▸ **WORK REQUEST**
Set down the data below in full, exactly as it reads, but without the pictures.

▸ **GIVEN ENTRIES**
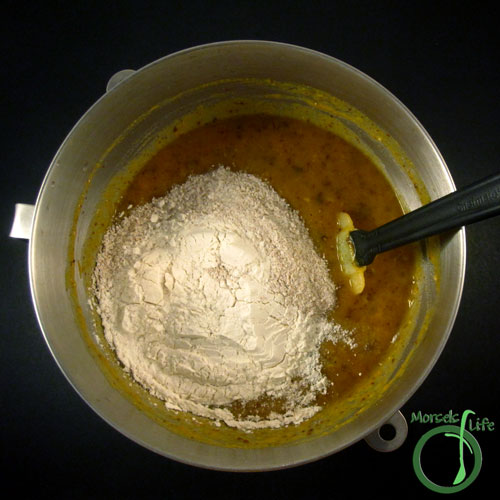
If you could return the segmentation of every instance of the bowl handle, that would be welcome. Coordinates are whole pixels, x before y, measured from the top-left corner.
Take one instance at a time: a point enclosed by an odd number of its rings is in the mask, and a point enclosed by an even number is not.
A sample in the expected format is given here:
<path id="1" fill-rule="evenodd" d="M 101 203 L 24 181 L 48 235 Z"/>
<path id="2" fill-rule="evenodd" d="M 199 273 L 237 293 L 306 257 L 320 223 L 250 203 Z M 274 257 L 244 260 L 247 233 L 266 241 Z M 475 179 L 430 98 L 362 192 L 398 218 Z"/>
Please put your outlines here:
<path id="1" fill-rule="evenodd" d="M 381 429 L 385 426 L 393 428 L 394 436 L 385 439 L 381 435 Z M 406 440 L 408 435 L 408 424 L 404 415 L 397 411 L 387 422 L 375 429 L 371 434 L 365 437 L 368 445 L 376 451 L 394 451 L 397 450 Z"/>
<path id="2" fill-rule="evenodd" d="M 109 80 L 106 85 L 106 92 L 114 89 L 119 83 L 126 80 L 129 76 L 135 73 L 134 69 L 122 69 L 121 71 L 116 72 Z"/>
<path id="3" fill-rule="evenodd" d="M 9 236 L 29 240 L 31 238 L 31 228 L 33 226 L 33 216 L 35 205 L 26 203 L 16 203 L 14 221 Z"/>

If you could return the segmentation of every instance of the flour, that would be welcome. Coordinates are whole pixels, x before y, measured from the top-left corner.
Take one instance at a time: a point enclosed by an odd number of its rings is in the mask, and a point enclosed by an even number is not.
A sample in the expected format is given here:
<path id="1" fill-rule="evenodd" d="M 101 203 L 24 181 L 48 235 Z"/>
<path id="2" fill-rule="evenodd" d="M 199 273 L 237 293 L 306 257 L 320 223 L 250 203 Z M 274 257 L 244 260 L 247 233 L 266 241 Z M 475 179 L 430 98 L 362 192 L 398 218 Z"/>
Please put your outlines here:
<path id="1" fill-rule="evenodd" d="M 335 286 L 297 212 L 220 167 L 132 209 L 103 240 L 94 291 L 105 337 L 168 408 L 251 430 L 296 424 L 328 380 L 319 346 Z M 284 401 L 237 418 L 231 404 Z"/>

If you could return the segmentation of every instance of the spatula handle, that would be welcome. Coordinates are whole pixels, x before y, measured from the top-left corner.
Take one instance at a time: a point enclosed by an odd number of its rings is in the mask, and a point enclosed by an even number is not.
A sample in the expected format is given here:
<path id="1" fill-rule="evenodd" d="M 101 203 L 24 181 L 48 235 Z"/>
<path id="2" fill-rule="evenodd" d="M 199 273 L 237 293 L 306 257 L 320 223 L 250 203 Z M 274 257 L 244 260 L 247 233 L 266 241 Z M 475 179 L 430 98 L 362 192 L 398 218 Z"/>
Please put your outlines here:
<path id="1" fill-rule="evenodd" d="M 499 214 L 500 174 L 495 174 L 373 231 L 353 231 L 350 236 L 356 249 L 356 262 L 365 266 L 379 253 Z"/>

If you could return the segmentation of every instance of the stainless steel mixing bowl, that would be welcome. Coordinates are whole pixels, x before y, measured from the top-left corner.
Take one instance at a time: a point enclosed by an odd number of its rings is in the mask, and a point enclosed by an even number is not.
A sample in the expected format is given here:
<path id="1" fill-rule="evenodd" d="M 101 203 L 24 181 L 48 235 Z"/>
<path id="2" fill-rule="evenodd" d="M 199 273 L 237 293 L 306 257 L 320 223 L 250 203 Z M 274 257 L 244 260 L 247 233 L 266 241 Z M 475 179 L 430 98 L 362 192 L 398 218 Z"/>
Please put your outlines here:
<path id="1" fill-rule="evenodd" d="M 264 83 L 252 83 L 257 80 Z M 389 134 L 387 137 L 397 143 L 407 161 L 404 168 L 402 157 L 396 158 L 384 147 L 378 132 L 367 132 L 348 117 L 341 118 L 385 165 L 409 209 L 422 203 L 422 192 L 416 188 L 419 182 L 430 199 L 454 190 L 450 173 L 426 131 L 374 80 L 333 57 L 305 48 L 233 41 L 187 49 L 138 71 L 115 75 L 107 93 L 75 125 L 57 152 L 33 215 L 29 238 L 33 302 L 47 344 L 67 379 L 104 420 L 124 435 L 167 457 L 202 467 L 276 469 L 332 454 L 369 435 L 373 438 L 376 429 L 397 414 L 433 367 L 452 328 L 462 292 L 463 230 L 439 243 L 440 286 L 434 291 L 426 291 L 423 286 L 421 319 L 418 331 L 413 333 L 413 340 L 418 337 L 419 341 L 405 351 L 400 369 L 393 376 L 395 382 L 359 415 L 334 432 L 314 439 L 255 449 L 202 443 L 171 432 L 112 386 L 82 336 L 74 301 L 68 293 L 67 274 L 71 256 L 77 260 L 81 257 L 104 190 L 169 123 L 209 103 L 214 95 L 269 96 L 273 81 L 310 86 L 331 94 L 373 120 L 380 133 Z M 265 82 L 269 85 L 263 91 Z M 318 109 L 320 104 L 310 102 Z M 100 164 L 98 169 L 93 168 L 96 164 Z M 84 321 L 91 329 L 86 291 L 78 276 L 77 288 Z"/>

▸ **ANSWER**
If you could return the segmentation of every instance of the bowl handle, that would be welcome. Coordinates are whole pixels, x before y, measured from the top-left corner.
Take one instance at a time: a point enclosed by an odd number of its rings is in the mask, and a point enclosed by an even number is not.
A sample in the expected format is given here:
<path id="1" fill-rule="evenodd" d="M 101 203 L 24 181 L 48 235 Z"/>
<path id="2" fill-rule="evenodd" d="M 199 273 L 237 293 L 306 257 L 320 223 L 250 203 Z M 274 257 L 244 260 L 247 233 L 266 241 Z M 475 179 L 430 98 L 362 192 L 398 218 Z"/>
Please put your outlines here:
<path id="1" fill-rule="evenodd" d="M 381 429 L 385 426 L 393 428 L 394 436 L 385 439 L 381 435 Z M 406 440 L 408 435 L 408 424 L 404 415 L 397 411 L 387 422 L 375 429 L 371 434 L 365 437 L 368 445 L 376 451 L 394 451 L 397 450 Z"/>
<path id="2" fill-rule="evenodd" d="M 109 80 L 106 85 L 106 92 L 114 89 L 119 83 L 126 80 L 129 76 L 135 73 L 134 69 L 122 69 L 121 71 L 116 72 Z"/>
<path id="3" fill-rule="evenodd" d="M 9 236 L 29 240 L 31 238 L 31 228 L 33 226 L 33 216 L 35 205 L 26 203 L 16 203 L 14 221 Z"/>

If you could return the segmentation of every instance of the flour, that would be welcome. Coordinates are whole pixels, x before y, measured from the top-left corner.
Take one instance at a time: a point enclosed by an odd number of its rings is in the mask, and a point enclosed by an even number is not.
A sample in the expected format is given here:
<path id="1" fill-rule="evenodd" d="M 101 203 L 24 181 L 48 235 Z"/>
<path id="2" fill-rule="evenodd" d="M 199 273 L 237 293 L 306 257 L 320 223 L 250 203 Z M 274 257 L 244 260 L 247 233 L 266 241 Z M 475 179 L 430 98 L 362 192 L 398 218 Z"/>
Please put your outlines here:
<path id="1" fill-rule="evenodd" d="M 335 286 L 297 212 L 220 167 L 132 209 L 103 240 L 94 291 L 105 337 L 168 408 L 251 430 L 296 424 L 328 380 L 319 346 Z M 284 401 L 237 418 L 231 404 Z"/>

If you could return the segmentation of every instance of the spatula handle, that would be welcome. Coordinates are whole pixels, x before y, measured from the top-left corner.
Take one instance at a time: a point enclosed by an odd number of its rings is in the mask, and a point enclosed by an even number is not.
A sample in the expected format is given here:
<path id="1" fill-rule="evenodd" d="M 101 203 L 24 181 L 48 235 Z"/>
<path id="2" fill-rule="evenodd" d="M 199 273 L 237 293 L 306 257 L 320 223 L 250 203 Z M 274 257 L 244 260 L 247 233 L 266 241 Z M 475 179 L 430 98 L 362 192 L 398 218 Z"/>
Please put your outlines here:
<path id="1" fill-rule="evenodd" d="M 499 214 L 500 174 L 495 174 L 373 231 L 353 231 L 350 236 L 356 249 L 356 262 L 365 266 L 379 253 Z"/>

If you could return the segmentation of every instance of the stainless steel mixing bowl, that would be welcome. Coordinates are whole pixels, x before y, measured from the top-left corner.
Take one instance at a time: a point enclosed by an odd number of its rings is in the mask, and a point enclosed by an even number is not.
A sample in the expected format is given here:
<path id="1" fill-rule="evenodd" d="M 101 203 L 24 181 L 48 235 Z"/>
<path id="2" fill-rule="evenodd" d="M 199 273 L 237 293 L 306 257 L 320 223 L 250 203 Z M 274 257 L 244 260 L 247 233 L 266 241 Z M 475 179 L 430 98 L 362 192 L 398 218 Z"/>
Please put your outlines here:
<path id="1" fill-rule="evenodd" d="M 264 83 L 252 83 L 257 80 Z M 389 134 L 387 137 L 397 143 L 407 161 L 404 168 L 402 157 L 396 158 L 384 147 L 378 132 L 367 132 L 348 117 L 341 118 L 385 165 L 409 209 L 422 203 L 422 192 L 416 188 L 419 182 L 430 199 L 454 190 L 450 173 L 426 131 L 374 80 L 333 57 L 305 48 L 233 41 L 187 49 L 138 71 L 115 75 L 107 93 L 75 125 L 57 152 L 33 215 L 29 238 L 33 302 L 47 344 L 67 379 L 104 420 L 124 435 L 167 457 L 202 467 L 276 469 L 332 454 L 369 435 L 373 438 L 376 429 L 397 414 L 433 367 L 452 328 L 462 292 L 463 230 L 439 243 L 440 286 L 434 291 L 426 291 L 423 286 L 421 319 L 418 331 L 413 333 L 413 340 L 418 337 L 419 341 L 405 351 L 400 369 L 393 376 L 395 382 L 359 415 L 334 432 L 314 439 L 255 449 L 202 443 L 171 432 L 112 386 L 82 336 L 74 301 L 68 293 L 67 274 L 71 256 L 77 260 L 81 257 L 104 190 L 169 123 L 209 103 L 214 95 L 269 96 L 273 81 L 310 86 L 331 94 L 373 120 L 380 133 Z M 265 82 L 269 85 L 263 91 Z M 318 109 L 320 104 L 310 102 Z M 100 164 L 98 169 L 93 168 L 96 164 Z M 84 321 L 91 329 L 86 291 L 78 276 L 77 288 Z"/>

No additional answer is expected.